Each record below should be set down exactly.

Stored records:
_ _ _ _ _
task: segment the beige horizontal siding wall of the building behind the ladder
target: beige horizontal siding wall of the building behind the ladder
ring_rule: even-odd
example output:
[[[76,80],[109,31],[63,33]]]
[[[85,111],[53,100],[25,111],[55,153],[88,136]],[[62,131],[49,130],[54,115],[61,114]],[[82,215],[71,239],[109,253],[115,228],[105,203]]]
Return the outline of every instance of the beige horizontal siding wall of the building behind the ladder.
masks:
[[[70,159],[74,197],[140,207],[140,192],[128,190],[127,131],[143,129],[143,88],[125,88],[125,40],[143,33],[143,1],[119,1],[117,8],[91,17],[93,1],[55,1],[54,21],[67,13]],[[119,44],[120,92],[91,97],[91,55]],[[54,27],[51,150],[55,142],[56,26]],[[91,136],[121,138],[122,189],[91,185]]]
_ _ _ _ _
# RESULT BELOW:
task: segment the beige horizontal siding wall of the building behind the ladder
target: beige horizontal siding wall of the building behind the ladder
ring_rule: even-odd
example output:
[[[76,80],[109,31],[63,33]]]
[[[85,111],[53,100],[25,111],[55,153],[88,136]],[[62,131],[49,130],[54,115],[61,114]],[[82,215],[71,239],[109,253],[115,228],[105,203]]]
Return the outline of every instance of the beige horizontal siding wall of the building behind the ladder.
masks:
[[[70,159],[74,197],[140,207],[140,192],[128,190],[127,131],[143,129],[143,88],[125,88],[125,40],[143,33],[143,1],[119,1],[117,8],[91,17],[93,1],[55,1],[54,21],[67,13]],[[119,44],[120,92],[91,97],[91,55]],[[54,27],[51,150],[55,142],[56,26]],[[91,136],[121,138],[122,189],[91,185]]]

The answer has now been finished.